▶ [Provided data]

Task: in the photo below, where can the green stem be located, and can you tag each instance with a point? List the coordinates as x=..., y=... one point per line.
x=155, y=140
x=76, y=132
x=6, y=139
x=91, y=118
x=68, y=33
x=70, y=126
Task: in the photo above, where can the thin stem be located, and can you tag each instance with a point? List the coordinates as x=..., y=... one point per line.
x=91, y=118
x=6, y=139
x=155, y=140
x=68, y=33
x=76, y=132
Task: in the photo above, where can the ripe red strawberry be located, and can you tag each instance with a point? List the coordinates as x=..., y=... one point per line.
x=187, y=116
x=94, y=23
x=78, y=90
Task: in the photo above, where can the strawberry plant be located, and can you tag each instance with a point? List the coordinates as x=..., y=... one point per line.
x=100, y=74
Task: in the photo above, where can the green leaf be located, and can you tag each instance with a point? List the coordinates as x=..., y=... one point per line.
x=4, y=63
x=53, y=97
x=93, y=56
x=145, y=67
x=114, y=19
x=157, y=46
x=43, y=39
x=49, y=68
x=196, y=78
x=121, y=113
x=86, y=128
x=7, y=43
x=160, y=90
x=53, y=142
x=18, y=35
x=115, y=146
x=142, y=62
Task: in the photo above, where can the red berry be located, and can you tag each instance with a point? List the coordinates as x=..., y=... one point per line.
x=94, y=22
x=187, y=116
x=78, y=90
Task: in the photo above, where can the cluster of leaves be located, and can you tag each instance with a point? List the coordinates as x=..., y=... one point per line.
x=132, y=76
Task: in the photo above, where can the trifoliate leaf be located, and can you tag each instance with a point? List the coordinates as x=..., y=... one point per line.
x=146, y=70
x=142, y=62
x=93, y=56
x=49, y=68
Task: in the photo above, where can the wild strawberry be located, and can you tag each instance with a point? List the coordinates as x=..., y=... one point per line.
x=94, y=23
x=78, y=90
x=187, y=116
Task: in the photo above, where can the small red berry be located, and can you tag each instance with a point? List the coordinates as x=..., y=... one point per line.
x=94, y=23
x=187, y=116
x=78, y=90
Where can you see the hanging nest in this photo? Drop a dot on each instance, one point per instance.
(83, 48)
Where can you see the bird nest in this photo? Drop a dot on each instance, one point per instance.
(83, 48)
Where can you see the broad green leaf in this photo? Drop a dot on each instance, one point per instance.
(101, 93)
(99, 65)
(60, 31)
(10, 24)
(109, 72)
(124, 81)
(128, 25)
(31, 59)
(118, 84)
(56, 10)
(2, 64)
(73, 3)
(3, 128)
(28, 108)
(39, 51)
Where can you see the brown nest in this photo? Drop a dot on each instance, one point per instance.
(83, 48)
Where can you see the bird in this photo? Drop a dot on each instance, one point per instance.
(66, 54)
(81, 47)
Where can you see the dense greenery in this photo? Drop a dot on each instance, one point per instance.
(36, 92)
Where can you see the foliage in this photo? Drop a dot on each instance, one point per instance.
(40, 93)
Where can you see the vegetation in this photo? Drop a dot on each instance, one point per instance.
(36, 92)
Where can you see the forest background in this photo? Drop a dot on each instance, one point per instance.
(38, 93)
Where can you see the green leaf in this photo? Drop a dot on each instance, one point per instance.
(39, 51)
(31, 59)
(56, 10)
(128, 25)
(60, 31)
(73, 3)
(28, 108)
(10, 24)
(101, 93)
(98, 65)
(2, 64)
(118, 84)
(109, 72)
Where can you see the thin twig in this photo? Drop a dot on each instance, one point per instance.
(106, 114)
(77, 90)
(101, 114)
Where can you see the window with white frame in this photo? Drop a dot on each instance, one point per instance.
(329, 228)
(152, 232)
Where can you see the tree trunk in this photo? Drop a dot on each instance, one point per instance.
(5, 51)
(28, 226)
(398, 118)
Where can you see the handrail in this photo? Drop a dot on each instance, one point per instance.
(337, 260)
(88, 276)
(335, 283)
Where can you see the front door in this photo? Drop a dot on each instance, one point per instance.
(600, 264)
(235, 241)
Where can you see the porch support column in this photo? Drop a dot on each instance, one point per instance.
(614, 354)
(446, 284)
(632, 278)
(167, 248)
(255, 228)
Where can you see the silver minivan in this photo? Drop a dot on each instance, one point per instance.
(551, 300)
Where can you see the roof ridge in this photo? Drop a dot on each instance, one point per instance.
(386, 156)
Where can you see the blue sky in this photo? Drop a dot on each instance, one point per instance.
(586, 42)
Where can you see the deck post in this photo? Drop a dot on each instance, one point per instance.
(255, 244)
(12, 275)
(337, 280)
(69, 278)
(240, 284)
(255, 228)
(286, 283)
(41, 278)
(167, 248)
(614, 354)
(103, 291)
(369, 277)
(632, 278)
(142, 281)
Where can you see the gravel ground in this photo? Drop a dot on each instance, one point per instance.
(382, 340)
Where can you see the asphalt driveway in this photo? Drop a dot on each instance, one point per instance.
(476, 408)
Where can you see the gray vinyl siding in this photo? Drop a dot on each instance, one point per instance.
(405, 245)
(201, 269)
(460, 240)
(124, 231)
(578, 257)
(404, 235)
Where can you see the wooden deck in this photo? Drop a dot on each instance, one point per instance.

▶ [What is required] Once more, write out the records in full, exactly as they appear.

▶ [Task answer]
Task: in the photo below, where can the green stem be located, and can you tag each instance with a point? List the coordinates as x=..., y=... one point per line.
x=155, y=140
x=76, y=132
x=6, y=139
x=91, y=118
x=68, y=33
x=70, y=126
Task: in the photo above, where can the thin stem be located, and can you tag each instance with a point? List the coordinates as x=..., y=... one point per line.
x=91, y=118
x=6, y=139
x=155, y=140
x=68, y=33
x=76, y=132
Task: in the photo above, where can the ripe red strawberry be located, and can you tag each instance with a point? List the coordinates as x=..., y=... one point per line.
x=187, y=116
x=94, y=23
x=78, y=90
Task: in the photo above, where can the strawberry plant be located, and can you tag each instance with a point? List the coordinates as x=..., y=... one point per line.
x=100, y=74
Task: in the photo above, where can the green leaf be located, and can you tag each instance with a point? List the coordinates as x=..., y=... one point per line.
x=4, y=63
x=53, y=97
x=93, y=56
x=145, y=67
x=114, y=19
x=157, y=46
x=43, y=39
x=49, y=68
x=196, y=78
x=121, y=113
x=86, y=128
x=7, y=43
x=160, y=90
x=53, y=142
x=18, y=35
x=115, y=146
x=142, y=62
Task: in the photo above, where can the red berry be located, and can you tag each instance with a point? List the coordinates as x=..., y=... one point per line.
x=94, y=22
x=187, y=116
x=78, y=90
Task: in the photo above, where can the cluster of leaves be located, and can you tag each instance with a point? List the coordinates as x=..., y=... one point per line.
x=132, y=76
Task: in the photo above, where can the trifoliate leaf be located, and can you tag each instance with a point? List the coordinates as x=..., y=... one point per line.
x=146, y=70
x=142, y=62
x=93, y=56
x=49, y=68
Task: in the photo above, where can the wild strawberry be located, and can you tag each instance with a point? List the coordinates as x=..., y=... one point per line.
x=94, y=23
x=78, y=90
x=187, y=116
Task: in the photo above, where can the small red berry be located, and can you tag each instance with a point? List the coordinates as x=..., y=... one point per line.
x=94, y=23
x=187, y=116
x=78, y=90
Where can you see the hanging nest in this photo? Drop a dot on each instance, one point per instance.
(83, 48)
Where can you see the bird nest in this photo? Drop a dot on each instance, one point per instance.
(83, 48)
Where can you see the broad green leaf in this photo? Drop a dot on each instance, one point per instance.
(101, 93)
(99, 65)
(60, 31)
(10, 24)
(109, 72)
(124, 81)
(128, 25)
(31, 59)
(118, 84)
(56, 10)
(2, 64)
(73, 3)
(3, 128)
(28, 108)
(39, 51)
Where can you see the brown nest in this photo? Drop a dot on each instance, one point per instance.
(83, 48)
Where can you see the bird in this photo? Drop a dot on each instance, one point per instance.
(66, 54)
(81, 47)
Where can you see the dense greenery in this photo? Drop a dot on each instance, one point per instance.
(36, 92)
Where can you see the foliage in this photo? Drop a dot on each instance, one point per instance.
(40, 93)
Where can you see the vegetation in this photo? Drop a dot on each instance, one point per instance.
(36, 92)
Where can you see the forest background in this photo? Drop a dot on each instance, one point per instance.
(38, 93)
Where can you see the green leaf in this photo? Drop a dot on each instance, one point per instance.
(39, 51)
(31, 59)
(56, 10)
(128, 25)
(60, 31)
(73, 3)
(28, 108)
(10, 24)
(101, 93)
(98, 65)
(2, 64)
(118, 84)
(109, 72)
Where can you see the thin twig in this photo? Drop a dot on each instance, one point per instance.
(106, 114)
(77, 90)
(101, 114)
Where can you see the window with white frame in this photo? Drop a dot on each instance, one point per instance.
(329, 228)
(152, 232)
Where can you see the tree trunk in this photo? Drop a dot on each instance, one point per instance.
(5, 51)
(28, 226)
(398, 118)
Where can you see the handrail in this photo? Drop a dot on each instance, one point per instance.
(337, 260)
(88, 276)
(335, 283)
Where can you see the front door in this photo? Drop a dot on each instance, one point per instance.
(600, 264)
(235, 241)
Where can you see the porch support column in this photo? Drop a dot on each instance, one point per instance.
(614, 354)
(446, 284)
(632, 278)
(167, 248)
(255, 228)
Where can you see the silver minivan in this photo? Drop a dot on each instance, one point per instance.
(551, 300)
Where can you see the roof ridge in this photo? Drop a dot on each instance, one point per instance.
(386, 156)
Where can you see the blue sky in this photo? Drop a dot on each instance, one point per instance.
(586, 42)
Where can you see the deck post in this photo? Drop a dot on each instance, one point per instance.
(255, 244)
(12, 275)
(337, 280)
(69, 278)
(240, 284)
(255, 228)
(286, 283)
(41, 278)
(167, 248)
(614, 354)
(103, 291)
(369, 277)
(632, 278)
(142, 281)
Where can you see the gravel ground in this photo? Drop a dot on each instance, one point per instance.
(382, 340)
Where can you see the asphalt driveway in this photo? Drop a dot on each instance, one point per instance.
(476, 408)
Where can you see the gray vinyl siding in this photo? Drop a dot on each instance, one point per instance.
(405, 245)
(201, 269)
(460, 240)
(124, 231)
(578, 257)
(404, 235)
Where can you see the wooden deck in this photo? Drop a dot on each instance, one point per instance.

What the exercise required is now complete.